======== 文档

虽然每个点(project or customer)一般只是一台服务器, 但按照 ganglia 的惯例, 还是用 cluster 相称.

配置要点如下:

gmond.conf
globals {
  mute = no /* 不能哑, 哑了(但不聋)的话, 虽能建立连接, 但不回复 ''<GANGLIA_XML>...</GANGLIA_XML>''.
               如果设置 mute = yes, telnet 又发现有输出, 要注意这会只是 XML 的结构说明 */
  deaf = no /* 不能聋, 聋了的话不能建立 tcp 连接 */
  send_metadata_interval = 30 /* 应该需要这个 */
}
 
/* 如果 cluster 只有一个节点, 就需将 udp 如下配置到只听自己, 以防网内其他节点污染 */
udp_send_channel {
  host = 127.0.0.1
  port = 8941
}
udp_recv_channel {
  port = 8941
}
 
tcp_accept_channel {
  /* 在因特网上一定要做好安全防备 */
  acl {
    default = "deny"
    access {
      ip = 123.123.123.123 /* collector's IP, 只允许特定 IP 访问 */
      mask = 32 /* 或者通过掩码指定一个网段 */
      action = "allow"
    }
  }
 
  port = 8941 /* 同时也应用非默认端口 */
}

曾使用以下配置:

udp_send_channel {
  host = localhost
  port = 8941
}

但该配置在某些 node 中遇到 webfrontend 中显示该 cluster 但无图形 问题, 按 debugging_tips DEBUG 结果如下:

  1. 在 gmetad 上 telnet $GMOND 8649, <CLUSTER></CLUSTER> 中无 <METRIC></METRIC>
  2. 在 gmond 上 telnet localhost 8649, <CLUSTER></CLUSTER> 中无 <METRIC></METRIC>
  3. 在 gmond 上 /usr/bin/gstat -aHosts: 0
  4. /usr/sbin/gmond -d 2 DEBUG 模式运行, 发现几乎所有 metric 都 1 errors(sent message 'metric' of length 56 with 1 errors), 且即使 -d 10 都不显示具体 error
  5. nc 测试 UDP 本地可用(of cause)

google 不出结果, 和正常的 node 对照 UDP sysctl 也无大区别.

最终 lsof gmond 进程, 发现问题 node 本地 UDP 连接是用 IPv6, 而正常 node 用 IPv4.

$ lsof -p 21272 -n 
# ...
gmond   21272 ganglia    6u  IPv6   14551406      0t0      UDP [::1]:58281->[::1]:8649 

用 IPv6 是由于 /etc/hosts 中 localhost 既有 IPv4 又有 IPv6 解析造成.

================

» 任务 1
找出下面列表中含有字符串“shadow”的每一行并照抄出来，大小写须完全一致。
上面的文档与后面的列表彼此无关。

======== 原始数据

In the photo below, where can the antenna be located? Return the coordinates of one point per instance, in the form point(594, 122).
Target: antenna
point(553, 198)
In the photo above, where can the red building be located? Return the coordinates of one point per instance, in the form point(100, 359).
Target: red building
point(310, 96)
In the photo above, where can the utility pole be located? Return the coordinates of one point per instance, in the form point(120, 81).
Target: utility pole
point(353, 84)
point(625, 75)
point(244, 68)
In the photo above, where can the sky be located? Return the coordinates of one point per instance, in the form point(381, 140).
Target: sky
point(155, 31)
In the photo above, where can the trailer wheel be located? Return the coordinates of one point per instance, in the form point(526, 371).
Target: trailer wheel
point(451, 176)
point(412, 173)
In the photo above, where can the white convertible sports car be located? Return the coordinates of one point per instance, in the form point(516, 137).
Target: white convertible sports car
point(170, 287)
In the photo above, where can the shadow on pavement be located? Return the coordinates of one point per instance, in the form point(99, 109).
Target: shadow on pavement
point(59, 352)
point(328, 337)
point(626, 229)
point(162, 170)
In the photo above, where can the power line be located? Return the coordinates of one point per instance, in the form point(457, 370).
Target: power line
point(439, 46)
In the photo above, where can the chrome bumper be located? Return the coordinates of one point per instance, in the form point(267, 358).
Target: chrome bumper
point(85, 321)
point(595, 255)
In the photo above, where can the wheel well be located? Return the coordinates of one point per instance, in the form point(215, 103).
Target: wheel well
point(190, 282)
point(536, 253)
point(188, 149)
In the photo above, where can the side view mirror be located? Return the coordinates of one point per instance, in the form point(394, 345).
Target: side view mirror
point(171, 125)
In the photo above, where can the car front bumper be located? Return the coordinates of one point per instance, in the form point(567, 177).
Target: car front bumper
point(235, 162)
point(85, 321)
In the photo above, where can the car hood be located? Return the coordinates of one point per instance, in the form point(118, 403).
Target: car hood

================

» 任务 2
从上面那份 ganglia 配置文档中，把以“1. 在 gmetad”开头、以“node 用 IPv4.”结尾的部分一字不差地抄写下来。

» 正确答案 1
In the photo above, where can the shadow on pavement be located? Return the coordinates of one point per instance, in the form point(99, 109).
Target: shadow on pavement

» 正确答案 2
1. 在 gmetad 上 telnet $GMOND 8649, <CLUSTER></CLUSTER> 中无 <METRIC></METRIC>
  2. 在 gmond 上 telnet localhost 8649, <CLUSTER></CLUSTER> 中无 <METRIC></METRIC>
  3. 在 gmond 上 /usr/bin/gstat -aHosts: 0
  4. /usr/sbin/gmond -d 2 DEBUG 模式运行, 发现几乎所有 metric 都 1 errors(sent message 'metric' of length 56 with 1 errors), 且即使 -d 10 都不显示具体 error
  5. nc 测试 UDP 本地可用(of cause)

google 不出结果, 和正常的 node 对照 UDP sysctl 也无大区别.

最终 lsof gmond 进程, 发现问题 node 本地 UDP 连接是用 IPv6, 而正常 node 用 IPv4.